Objective: Convert all of the data below into a Markdown table with the columns "Row" and "Data line," giving each nonblank line its own numbered row. Omit the pictures.

Extracted records:
--- START ---

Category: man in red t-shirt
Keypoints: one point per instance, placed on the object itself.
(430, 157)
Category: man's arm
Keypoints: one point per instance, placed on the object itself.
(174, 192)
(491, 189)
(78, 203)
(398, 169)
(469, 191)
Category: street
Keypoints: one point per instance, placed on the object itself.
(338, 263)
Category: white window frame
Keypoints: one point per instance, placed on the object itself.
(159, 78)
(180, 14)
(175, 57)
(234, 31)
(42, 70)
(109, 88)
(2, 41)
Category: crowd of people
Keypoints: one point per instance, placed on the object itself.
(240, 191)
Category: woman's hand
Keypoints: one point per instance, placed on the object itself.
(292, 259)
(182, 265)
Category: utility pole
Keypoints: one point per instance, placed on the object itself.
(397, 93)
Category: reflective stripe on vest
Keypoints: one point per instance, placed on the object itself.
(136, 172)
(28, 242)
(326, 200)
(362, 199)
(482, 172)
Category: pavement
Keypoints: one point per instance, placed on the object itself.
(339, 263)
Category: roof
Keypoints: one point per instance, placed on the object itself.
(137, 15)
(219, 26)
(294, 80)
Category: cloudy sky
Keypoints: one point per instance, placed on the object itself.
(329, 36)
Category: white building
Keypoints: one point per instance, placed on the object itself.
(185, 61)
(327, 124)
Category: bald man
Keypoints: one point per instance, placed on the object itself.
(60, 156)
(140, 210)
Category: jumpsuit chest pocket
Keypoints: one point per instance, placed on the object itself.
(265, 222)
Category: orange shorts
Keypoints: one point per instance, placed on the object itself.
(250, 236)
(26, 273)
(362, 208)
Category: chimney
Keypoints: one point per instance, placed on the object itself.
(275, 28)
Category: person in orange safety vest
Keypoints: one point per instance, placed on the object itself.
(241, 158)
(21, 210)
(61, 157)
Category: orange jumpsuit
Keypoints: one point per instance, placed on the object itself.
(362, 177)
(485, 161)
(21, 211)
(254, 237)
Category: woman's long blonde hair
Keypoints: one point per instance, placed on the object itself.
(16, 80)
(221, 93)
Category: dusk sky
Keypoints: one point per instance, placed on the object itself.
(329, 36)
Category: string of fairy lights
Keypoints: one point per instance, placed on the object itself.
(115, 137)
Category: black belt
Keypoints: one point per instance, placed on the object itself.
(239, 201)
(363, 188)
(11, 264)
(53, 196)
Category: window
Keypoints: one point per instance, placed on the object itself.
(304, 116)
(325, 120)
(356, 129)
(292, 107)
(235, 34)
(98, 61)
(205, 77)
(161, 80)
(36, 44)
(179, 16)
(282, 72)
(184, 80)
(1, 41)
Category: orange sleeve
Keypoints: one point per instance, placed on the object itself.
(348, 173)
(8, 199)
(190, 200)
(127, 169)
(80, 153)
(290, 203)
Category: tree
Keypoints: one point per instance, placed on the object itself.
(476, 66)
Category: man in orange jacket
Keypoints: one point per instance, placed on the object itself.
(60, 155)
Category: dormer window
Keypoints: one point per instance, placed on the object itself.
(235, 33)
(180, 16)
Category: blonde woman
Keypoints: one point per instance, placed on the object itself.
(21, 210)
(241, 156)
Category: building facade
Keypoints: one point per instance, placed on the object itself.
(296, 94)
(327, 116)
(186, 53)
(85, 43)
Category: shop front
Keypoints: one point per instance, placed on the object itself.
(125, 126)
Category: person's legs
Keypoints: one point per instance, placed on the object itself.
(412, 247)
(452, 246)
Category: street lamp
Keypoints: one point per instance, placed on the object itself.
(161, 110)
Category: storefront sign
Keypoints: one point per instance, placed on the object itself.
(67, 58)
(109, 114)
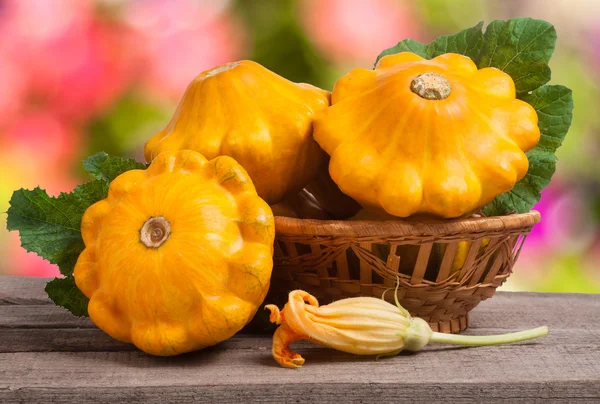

--- END ---

Full response:
| Row | Data line |
|---|---|
| 1 | Category: man in red t-shirt |
| 2 | Keypoints: one point per instance, placed on the object itself. |
| 3 | (430, 157) |
| 4 | Category: man's arm |
| 5 | Keypoints: one point per instance, placed on the object itself. |
| 6 | (174, 192) |
| 7 | (491, 189) |
| 8 | (78, 203) |
| 9 | (398, 169) |
| 10 | (469, 191) |
| 11 | Category: street |
| 12 | Keypoints: one point per instance, placed on the object itself. |
| 13 | (338, 263) |
| 14 | Category: white window frame |
| 15 | Keypoints: one point per instance, placed on the object itself. |
| 16 | (159, 78) |
| 17 | (180, 14) |
| 18 | (175, 57) |
| 19 | (234, 31) |
| 20 | (42, 70) |
| 21 | (109, 88) |
| 22 | (2, 41) |
| 23 | Category: crowd of people |
| 24 | Keypoints: one point per instance, placed on the object itself. |
| 25 | (240, 191) |
| 26 | Category: woman's hand |
| 27 | Keypoints: one point per instance, placed on the object itself. |
| 28 | (292, 259) |
| 29 | (182, 265) |
| 30 | Category: utility pole |
| 31 | Keypoints: one point per instance, placed on the object itself. |
| 32 | (397, 93) |
| 33 | Category: reflective stripe on vest |
| 34 | Keypoints: one point per instance, placed on the object itself. |
| 35 | (136, 172) |
| 36 | (28, 242) |
| 37 | (326, 200) |
| 38 | (362, 199) |
| 39 | (482, 172) |
| 40 | Category: pavement |
| 41 | Keypoints: one point per instance, placed on the object itself. |
| 42 | (339, 263) |
| 43 | Category: roof |
| 44 | Keypoints: one point per instance, placed on the object itself. |
| 45 | (137, 15) |
| 46 | (219, 26) |
| 47 | (294, 80) |
| 48 | Category: cloudy sky |
| 49 | Keypoints: one point per instance, placed on the object itself. |
| 50 | (329, 36) |
| 51 | Category: white building |
| 52 | Keypoints: one point per instance, placed on the object itself. |
| 53 | (185, 61) |
| 54 | (327, 124) |
| 55 | Category: bald man |
| 56 | Keypoints: one point per instance, placed on the object itself. |
| 57 | (60, 156) |
| 58 | (140, 210) |
| 59 | Category: jumpsuit chest pocket |
| 60 | Keypoints: one point per instance, placed on the object itself. |
| 61 | (265, 222) |
| 62 | Category: orange shorts |
| 63 | Keypoints: one point per instance, placed on the object itself. |
| 64 | (250, 236) |
| 65 | (26, 273) |
| 66 | (362, 208) |
| 67 | Category: chimney |
| 68 | Keypoints: one point per instance, placed on the object itself. |
| 69 | (275, 28) |
| 70 | Category: person in orange safety vest |
| 71 | Keypoints: one point per instance, placed on the object itself. |
| 72 | (241, 158) |
| 73 | (21, 210) |
| 74 | (61, 157) |
| 75 | Category: orange jumpsuit |
| 76 | Keypoints: one point per instance, placed on the object itself. |
| 77 | (362, 177) |
| 78 | (485, 161) |
| 79 | (21, 211) |
| 80 | (254, 237) |
| 81 | Category: woman's long blonde hair |
| 82 | Keypoints: one point per instance, placed on the object itself. |
| 83 | (16, 80) |
| 84 | (221, 93) |
| 85 | Category: dusk sky |
| 86 | Keypoints: one point per instance, placed on the object itself. |
| 87 | (329, 36) |
| 88 | Category: string of fairy lights |
| 89 | Keypoints: one point per instance, placed on the object itself. |
| 90 | (115, 137) |
| 91 | Category: black belt |
| 92 | Keypoints: one point per instance, placed on the object itself. |
| 93 | (239, 201) |
| 94 | (363, 188) |
| 95 | (11, 264) |
| 96 | (53, 196) |
| 97 | Category: window |
| 98 | Keypoints: one point per instance, placed on the object itself. |
| 99 | (304, 116) |
| 100 | (325, 120) |
| 101 | (356, 129) |
| 102 | (292, 107) |
| 103 | (235, 34) |
| 104 | (98, 61) |
| 105 | (205, 77) |
| 106 | (161, 80) |
| 107 | (36, 44) |
| 108 | (179, 16) |
| 109 | (282, 72) |
| 110 | (184, 80) |
| 111 | (1, 41) |
| 112 | Category: orange sleeve |
| 113 | Keypoints: one point per instance, placed on the object itself. |
| 114 | (348, 173) |
| 115 | (8, 199) |
| 116 | (190, 200) |
| 117 | (127, 169) |
| 118 | (80, 153) |
| 119 | (290, 203) |
| 120 | Category: tree |
| 121 | Keypoints: one point per instance, placed on the object itself. |
| 122 | (476, 66) |
| 123 | Category: man in orange jacket |
| 124 | Keypoints: one point per instance, placed on the object itself. |
| 125 | (60, 155) |
| 126 | Category: dormer window |
| 127 | Keypoints: one point per instance, placed on the object itself. |
| 128 | (235, 33) |
| 129 | (180, 16) |
| 130 | Category: blonde woman |
| 131 | Keypoints: one point per instance, placed on the object itself. |
| 132 | (21, 210) |
| 133 | (241, 156) |
| 134 | Category: building facade |
| 135 | Keypoints: one point per instance, placed on the object itself. |
| 136 | (296, 94) |
| 137 | (327, 116) |
| 138 | (186, 53) |
| 139 | (85, 43) |
| 140 | Category: shop front |
| 141 | Keypoints: one point per instance, placed on the object itself. |
| 142 | (125, 126) |
| 143 | Category: person's legs |
| 144 | Keypoints: one point per instance, placed on the object itself. |
| 145 | (412, 247) |
| 146 | (452, 246) |
| 147 | Category: street lamp |
| 148 | Keypoints: one point per instance, placed on the object itself. |
| 149 | (161, 110) |
| 150 | Category: storefront sign |
| 151 | Keypoints: one point per instance, placed on the object itself. |
| 152 | (67, 58) |
| 153 | (109, 114) |